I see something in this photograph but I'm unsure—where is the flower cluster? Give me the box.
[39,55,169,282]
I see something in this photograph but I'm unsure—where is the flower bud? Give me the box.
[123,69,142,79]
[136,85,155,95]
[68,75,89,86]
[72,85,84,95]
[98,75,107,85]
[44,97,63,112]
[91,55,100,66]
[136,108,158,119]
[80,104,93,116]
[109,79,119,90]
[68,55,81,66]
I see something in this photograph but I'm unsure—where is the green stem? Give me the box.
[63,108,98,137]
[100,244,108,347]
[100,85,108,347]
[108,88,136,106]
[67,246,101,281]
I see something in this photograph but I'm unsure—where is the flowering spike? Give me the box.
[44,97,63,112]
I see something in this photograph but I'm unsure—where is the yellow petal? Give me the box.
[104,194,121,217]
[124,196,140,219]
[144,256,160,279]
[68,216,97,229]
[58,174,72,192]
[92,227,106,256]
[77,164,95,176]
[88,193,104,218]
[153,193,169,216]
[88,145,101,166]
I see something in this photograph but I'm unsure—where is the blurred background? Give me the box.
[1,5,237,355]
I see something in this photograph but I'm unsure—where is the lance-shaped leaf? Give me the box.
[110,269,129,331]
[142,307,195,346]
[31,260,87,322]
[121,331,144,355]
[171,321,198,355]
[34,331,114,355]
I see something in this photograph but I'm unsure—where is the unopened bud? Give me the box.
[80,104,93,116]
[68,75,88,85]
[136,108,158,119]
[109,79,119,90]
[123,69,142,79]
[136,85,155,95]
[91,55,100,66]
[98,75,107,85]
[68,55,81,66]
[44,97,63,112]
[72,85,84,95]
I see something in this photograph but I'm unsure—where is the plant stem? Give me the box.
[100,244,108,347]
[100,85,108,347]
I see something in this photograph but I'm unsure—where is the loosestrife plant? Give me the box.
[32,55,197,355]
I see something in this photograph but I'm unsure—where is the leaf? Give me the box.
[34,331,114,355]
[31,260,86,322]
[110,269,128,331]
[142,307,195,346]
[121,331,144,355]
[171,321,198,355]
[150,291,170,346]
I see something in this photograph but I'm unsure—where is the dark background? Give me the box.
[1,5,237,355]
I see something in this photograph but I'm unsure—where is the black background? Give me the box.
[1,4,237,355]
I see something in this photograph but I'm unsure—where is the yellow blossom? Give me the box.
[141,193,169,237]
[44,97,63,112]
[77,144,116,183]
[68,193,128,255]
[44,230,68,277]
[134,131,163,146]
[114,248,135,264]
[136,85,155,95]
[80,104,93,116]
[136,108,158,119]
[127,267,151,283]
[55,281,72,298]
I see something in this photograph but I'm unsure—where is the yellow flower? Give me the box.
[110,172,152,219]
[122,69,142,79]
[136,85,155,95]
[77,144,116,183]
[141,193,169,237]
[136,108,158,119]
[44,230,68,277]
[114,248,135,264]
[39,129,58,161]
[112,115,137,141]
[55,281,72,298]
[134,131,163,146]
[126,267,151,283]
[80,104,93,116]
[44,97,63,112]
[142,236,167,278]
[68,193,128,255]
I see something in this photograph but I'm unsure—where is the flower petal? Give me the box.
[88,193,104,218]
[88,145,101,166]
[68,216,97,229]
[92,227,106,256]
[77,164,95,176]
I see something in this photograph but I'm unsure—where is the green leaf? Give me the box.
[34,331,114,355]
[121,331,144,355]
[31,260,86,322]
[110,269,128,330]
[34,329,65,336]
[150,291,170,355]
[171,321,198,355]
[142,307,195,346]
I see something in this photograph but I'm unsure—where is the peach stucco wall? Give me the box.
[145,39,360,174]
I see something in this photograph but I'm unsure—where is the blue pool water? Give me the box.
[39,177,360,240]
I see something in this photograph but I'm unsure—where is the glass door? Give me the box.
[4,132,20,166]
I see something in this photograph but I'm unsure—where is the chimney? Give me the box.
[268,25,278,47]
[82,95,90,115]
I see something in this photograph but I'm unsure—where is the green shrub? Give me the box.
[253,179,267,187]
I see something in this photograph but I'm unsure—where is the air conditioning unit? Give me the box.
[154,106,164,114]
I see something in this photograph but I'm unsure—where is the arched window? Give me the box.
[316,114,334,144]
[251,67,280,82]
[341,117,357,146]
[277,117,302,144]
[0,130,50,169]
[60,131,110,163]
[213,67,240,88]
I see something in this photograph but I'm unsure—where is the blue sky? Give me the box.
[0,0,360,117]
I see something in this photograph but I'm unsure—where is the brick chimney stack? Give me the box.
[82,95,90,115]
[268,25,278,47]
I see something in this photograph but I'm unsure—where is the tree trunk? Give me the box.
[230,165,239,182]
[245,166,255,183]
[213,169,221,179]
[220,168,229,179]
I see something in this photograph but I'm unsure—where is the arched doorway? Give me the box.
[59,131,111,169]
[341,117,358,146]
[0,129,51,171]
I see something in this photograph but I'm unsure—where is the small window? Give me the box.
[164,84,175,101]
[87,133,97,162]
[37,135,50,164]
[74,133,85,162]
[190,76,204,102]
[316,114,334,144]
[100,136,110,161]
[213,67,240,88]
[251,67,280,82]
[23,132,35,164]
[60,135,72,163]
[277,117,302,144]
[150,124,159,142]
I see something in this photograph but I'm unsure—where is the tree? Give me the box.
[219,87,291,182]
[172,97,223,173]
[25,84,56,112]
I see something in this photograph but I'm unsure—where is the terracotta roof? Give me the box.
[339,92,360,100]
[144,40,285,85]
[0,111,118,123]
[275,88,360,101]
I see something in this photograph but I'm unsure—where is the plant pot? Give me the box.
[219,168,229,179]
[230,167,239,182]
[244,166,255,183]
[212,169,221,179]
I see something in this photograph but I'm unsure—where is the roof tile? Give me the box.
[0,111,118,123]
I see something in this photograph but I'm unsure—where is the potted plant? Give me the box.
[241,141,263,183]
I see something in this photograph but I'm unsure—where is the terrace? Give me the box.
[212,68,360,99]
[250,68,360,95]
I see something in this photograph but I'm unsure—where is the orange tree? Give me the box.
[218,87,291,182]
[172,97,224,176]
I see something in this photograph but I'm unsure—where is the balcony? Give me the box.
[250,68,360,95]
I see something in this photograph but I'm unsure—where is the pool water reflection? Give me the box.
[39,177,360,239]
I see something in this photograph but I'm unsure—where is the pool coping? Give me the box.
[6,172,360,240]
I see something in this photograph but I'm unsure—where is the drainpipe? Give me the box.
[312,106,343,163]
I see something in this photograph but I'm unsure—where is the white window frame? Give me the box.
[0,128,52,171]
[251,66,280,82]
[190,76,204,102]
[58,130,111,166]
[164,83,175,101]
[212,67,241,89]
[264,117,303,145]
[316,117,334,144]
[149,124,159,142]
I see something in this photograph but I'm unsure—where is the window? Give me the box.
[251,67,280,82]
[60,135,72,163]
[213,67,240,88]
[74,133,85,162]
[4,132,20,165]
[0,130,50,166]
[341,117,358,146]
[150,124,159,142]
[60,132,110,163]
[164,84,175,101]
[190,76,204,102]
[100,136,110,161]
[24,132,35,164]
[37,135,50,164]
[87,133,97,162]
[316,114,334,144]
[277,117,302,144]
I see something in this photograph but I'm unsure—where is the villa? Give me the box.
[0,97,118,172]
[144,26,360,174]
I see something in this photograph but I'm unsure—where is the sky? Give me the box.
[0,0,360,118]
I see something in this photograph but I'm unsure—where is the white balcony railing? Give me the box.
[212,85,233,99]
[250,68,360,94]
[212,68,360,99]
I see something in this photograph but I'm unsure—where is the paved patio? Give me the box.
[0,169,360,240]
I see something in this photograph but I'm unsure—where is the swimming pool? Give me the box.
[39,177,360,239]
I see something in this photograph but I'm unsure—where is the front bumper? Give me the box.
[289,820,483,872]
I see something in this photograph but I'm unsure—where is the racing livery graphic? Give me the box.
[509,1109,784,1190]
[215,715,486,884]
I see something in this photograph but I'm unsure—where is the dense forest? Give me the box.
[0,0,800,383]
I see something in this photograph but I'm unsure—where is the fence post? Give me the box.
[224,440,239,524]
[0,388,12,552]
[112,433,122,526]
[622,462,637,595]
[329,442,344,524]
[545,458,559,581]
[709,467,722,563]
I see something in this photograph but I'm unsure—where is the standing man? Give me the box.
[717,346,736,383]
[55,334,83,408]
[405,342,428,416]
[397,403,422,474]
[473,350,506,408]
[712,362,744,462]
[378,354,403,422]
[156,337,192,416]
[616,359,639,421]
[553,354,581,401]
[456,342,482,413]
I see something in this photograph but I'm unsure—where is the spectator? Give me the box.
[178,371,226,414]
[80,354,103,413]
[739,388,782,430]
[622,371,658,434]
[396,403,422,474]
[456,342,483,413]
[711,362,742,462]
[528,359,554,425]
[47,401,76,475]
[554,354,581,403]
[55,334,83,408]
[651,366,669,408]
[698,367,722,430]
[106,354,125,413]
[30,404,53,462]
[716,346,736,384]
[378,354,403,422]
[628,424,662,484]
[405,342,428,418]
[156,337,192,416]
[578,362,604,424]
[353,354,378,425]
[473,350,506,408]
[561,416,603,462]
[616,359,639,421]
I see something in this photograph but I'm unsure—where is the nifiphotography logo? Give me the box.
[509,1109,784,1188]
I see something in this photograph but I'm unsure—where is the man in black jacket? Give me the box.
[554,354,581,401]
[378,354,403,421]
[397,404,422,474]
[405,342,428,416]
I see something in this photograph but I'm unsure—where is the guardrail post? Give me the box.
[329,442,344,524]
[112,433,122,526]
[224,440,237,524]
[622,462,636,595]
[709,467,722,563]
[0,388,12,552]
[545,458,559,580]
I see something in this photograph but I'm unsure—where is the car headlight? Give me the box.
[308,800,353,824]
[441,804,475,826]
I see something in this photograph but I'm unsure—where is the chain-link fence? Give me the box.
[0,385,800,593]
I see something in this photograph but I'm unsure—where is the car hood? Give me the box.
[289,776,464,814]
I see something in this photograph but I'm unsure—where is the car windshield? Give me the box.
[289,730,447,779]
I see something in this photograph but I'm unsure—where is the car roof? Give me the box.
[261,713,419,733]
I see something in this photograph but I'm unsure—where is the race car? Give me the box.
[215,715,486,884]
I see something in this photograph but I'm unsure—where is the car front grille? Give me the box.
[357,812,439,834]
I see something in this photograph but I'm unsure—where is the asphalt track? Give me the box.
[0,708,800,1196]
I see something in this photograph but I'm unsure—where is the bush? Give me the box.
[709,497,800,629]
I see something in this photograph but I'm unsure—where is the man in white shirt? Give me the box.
□ □ □ □
Task description
Extract each line of the material above that contains the word "balcony".

Solution to this task
I see something in this photograph but I'm unsure—where is the balcony? Give me the box.
I see something in this photograph but I'm unsure—where is the white balcony railing? Give me the box.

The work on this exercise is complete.